Your copy should match the records below word for word and contain no pictures.
[ENTRIES SHOWN Boundary: Start]
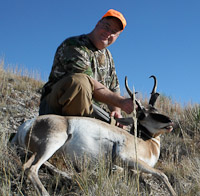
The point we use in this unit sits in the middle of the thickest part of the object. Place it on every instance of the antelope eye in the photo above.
(141, 116)
(160, 117)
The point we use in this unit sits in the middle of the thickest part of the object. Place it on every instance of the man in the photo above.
(83, 73)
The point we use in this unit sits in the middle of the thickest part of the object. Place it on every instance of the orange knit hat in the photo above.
(116, 14)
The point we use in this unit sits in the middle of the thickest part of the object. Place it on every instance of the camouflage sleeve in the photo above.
(71, 59)
(114, 83)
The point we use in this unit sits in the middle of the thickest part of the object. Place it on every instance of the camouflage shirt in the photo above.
(79, 55)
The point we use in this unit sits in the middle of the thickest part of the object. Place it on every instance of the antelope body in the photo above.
(77, 137)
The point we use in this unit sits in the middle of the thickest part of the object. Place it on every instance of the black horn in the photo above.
(128, 89)
(154, 94)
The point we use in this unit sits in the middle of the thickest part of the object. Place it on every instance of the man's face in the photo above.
(107, 31)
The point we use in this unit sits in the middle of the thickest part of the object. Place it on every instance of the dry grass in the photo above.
(180, 152)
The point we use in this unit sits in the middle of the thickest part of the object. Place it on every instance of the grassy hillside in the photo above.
(179, 159)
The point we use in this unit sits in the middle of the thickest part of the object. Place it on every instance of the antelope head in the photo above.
(150, 121)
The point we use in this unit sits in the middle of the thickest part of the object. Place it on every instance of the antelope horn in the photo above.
(154, 94)
(128, 89)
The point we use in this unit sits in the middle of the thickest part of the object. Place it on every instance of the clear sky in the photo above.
(162, 38)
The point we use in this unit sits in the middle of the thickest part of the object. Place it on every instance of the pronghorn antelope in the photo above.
(80, 136)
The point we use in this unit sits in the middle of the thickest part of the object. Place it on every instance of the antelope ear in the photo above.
(153, 99)
(125, 121)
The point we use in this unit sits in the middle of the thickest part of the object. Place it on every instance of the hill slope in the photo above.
(180, 152)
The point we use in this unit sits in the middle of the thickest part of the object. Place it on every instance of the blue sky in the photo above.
(162, 38)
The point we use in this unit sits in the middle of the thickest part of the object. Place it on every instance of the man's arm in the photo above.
(114, 100)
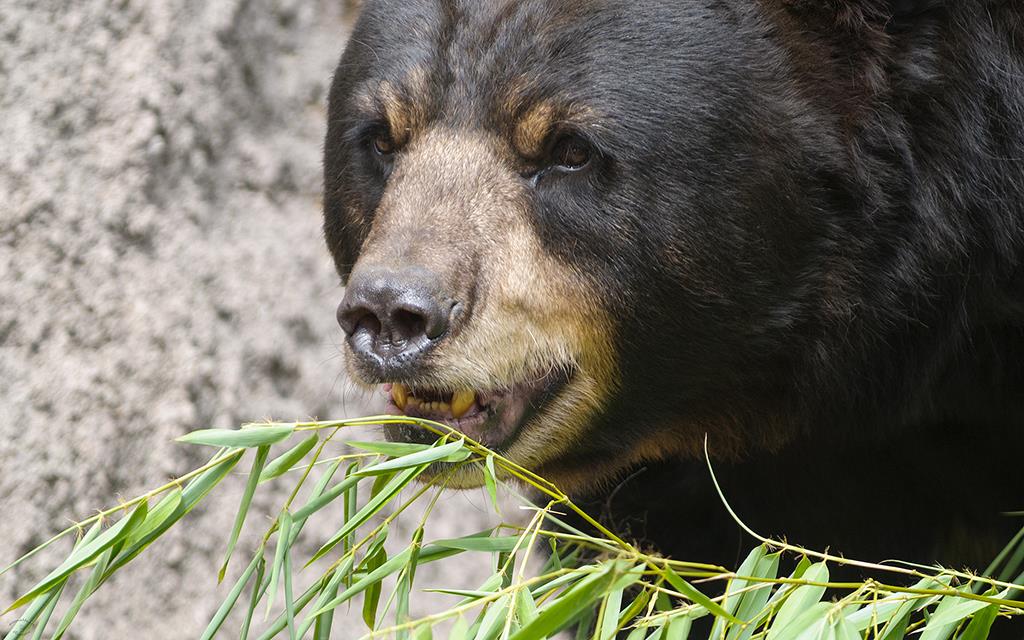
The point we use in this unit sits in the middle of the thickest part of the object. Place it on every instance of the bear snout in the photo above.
(391, 316)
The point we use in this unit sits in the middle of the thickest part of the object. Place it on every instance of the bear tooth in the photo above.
(399, 395)
(462, 401)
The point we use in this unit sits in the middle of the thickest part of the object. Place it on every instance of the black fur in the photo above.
(808, 219)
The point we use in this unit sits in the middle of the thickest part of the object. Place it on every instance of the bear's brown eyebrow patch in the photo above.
(532, 128)
(534, 123)
(402, 105)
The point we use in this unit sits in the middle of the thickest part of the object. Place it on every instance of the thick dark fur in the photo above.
(807, 218)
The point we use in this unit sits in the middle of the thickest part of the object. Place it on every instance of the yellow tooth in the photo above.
(399, 394)
(462, 401)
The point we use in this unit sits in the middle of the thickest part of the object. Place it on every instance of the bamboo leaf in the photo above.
(491, 481)
(696, 596)
(164, 510)
(232, 597)
(453, 452)
(284, 538)
(372, 598)
(254, 598)
(90, 586)
(318, 502)
(376, 576)
(494, 617)
(84, 554)
(981, 624)
(47, 612)
(284, 463)
(607, 625)
(561, 611)
(480, 542)
(289, 596)
(678, 628)
(370, 509)
(247, 497)
(254, 435)
(800, 599)
(393, 450)
(194, 493)
(525, 607)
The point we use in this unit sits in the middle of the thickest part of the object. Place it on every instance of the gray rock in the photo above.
(161, 269)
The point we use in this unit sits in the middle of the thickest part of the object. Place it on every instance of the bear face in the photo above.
(592, 233)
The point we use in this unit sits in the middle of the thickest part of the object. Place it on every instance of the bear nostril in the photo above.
(355, 317)
(391, 316)
(408, 324)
[ENTRIES SHOWN Boundary: End]
SOLUTION TO THIS EXERCISE »
The point we use in this unit sits in the middle of the thickest part of the object. Place it on every instance of the antelope eye in the photo above.
(141, 116)
(160, 117)
The point we use in this unit sits in the middle of the thickest part of the object. Place it on every instance of the man in the photo above.
(83, 73)
The point we use in this unit sits in the middle of the thickest part of the object. Place it on every instance of the orange knit hat in the photo above.
(116, 14)
The point we use in this unit sits in the middle of the thickest part of the object. Place it on every instance of the camouflage sleeve in the photo above.
(71, 59)
(114, 83)
The point we use in this unit sits in the middle of the thickest part of the object. Place it on every instance of the camouflage shirt in the photo above.
(79, 55)
The point we use in this unit sits in the middle of the thickest part of the object. Place it on every instance of the antelope body in the photo above.
(77, 137)
The point we use in this unit sits in the middle of the thickest part of the object. Place it on every instance of the black horn in the photo above.
(128, 89)
(154, 94)
The point we use in this unit sits in the middle of the thickest part of the object. Place it on every instance of the man's face in the photo above.
(107, 31)
The point we use in this unit sits in the middle of the thickest part of the object. Place it on every instance of the dry grass in the photo above.
(180, 152)
The point we use in this unit sits in the middle of the thickest part of the object. Place it on every instance of the grassy hillside in the photo above.
(179, 159)
The point we use in this unit sits in the middle of the thickest part of the object. Place it on every instance of the antelope head in the photo above.
(150, 121)
The point we use in this unit sits in the middle of the thickest part of the object. Place it on every instance of the antelope horn in the photo above.
(154, 94)
(128, 89)
The point we use in this unit sits in the middle of the thickest part of the object. Place it on every instance of the clear sky in the photo above.
(162, 38)
The point we use in this unit sits in the middle of the thickest part of the object. Place it on every instance of the pronghorn antelope in the photo above.
(80, 136)
The point we use in this unit sits in the middle of the thickest part of the object. Place it on every instance of the antelope ear in the photo above.
(153, 99)
(125, 121)
The point we use in this unit sits in the middle of the thickest part of the object. Place it on every instance of the hill slope in the photo above.
(180, 152)
The point we use in this unit sits in the middle of the thickest part of the object. Place it on every instance of the blue sky in the photo above.
(162, 38)
The point we use in this unit sits in the middle of the thickest part of the object. Place it on every instance of the man's arm in the photo above.
(114, 100)
The point we use in this unit sits in the middle of the thickest part of the object. Place it on every instance of the bear snout in the photo above.
(391, 316)
The point we use in this unit sits in the middle of the thickest part of the object. Place it on every instance of the bear tooth in the photo above.
(399, 395)
(462, 401)
The point we use in this unit sits in the middle of the thickest part of the object. Place it on every instance of the black fur in the photo above.
(808, 219)
The point we use in this unit sits in the middle of the thickest part of the object. Place it on every instance of the bear's brown eyebrow patch in the photo above.
(532, 128)
(534, 123)
(402, 105)
The point we use in this unit sits in the middle of the thickest part of the object. Place it on every instance of the thick dark fur in the photo above.
(807, 218)
The point we use in this unit sits in the middle of the thickest part of the object. Place it on every instance of the yellow tooth in the photo above.
(399, 394)
(462, 401)
The point we use in this unit sits in the middle of the thickest part of the object. Place it on every instance of the bamboo leaf in the photo above.
(491, 481)
(696, 596)
(164, 510)
(232, 597)
(453, 452)
(284, 538)
(372, 598)
(254, 598)
(90, 586)
(318, 502)
(376, 576)
(494, 617)
(84, 554)
(981, 624)
(47, 612)
(284, 463)
(607, 625)
(561, 611)
(480, 542)
(289, 596)
(678, 628)
(370, 509)
(247, 497)
(254, 435)
(800, 599)
(393, 450)
(194, 493)
(525, 607)
The point we use in this unit sits in the middle of the thickest part of the object. Place it on every instance of the gray rock in the photo above.
(161, 269)
The point we use in this unit sits in the middle of the thickest part of the object. Place it on every instance of the bear face in the photo above.
(592, 233)
The point we use in this unit sits in the middle of the thickest part of the object. Place it on every instance of the bear nostril in the photo above.
(355, 317)
(391, 316)
(408, 324)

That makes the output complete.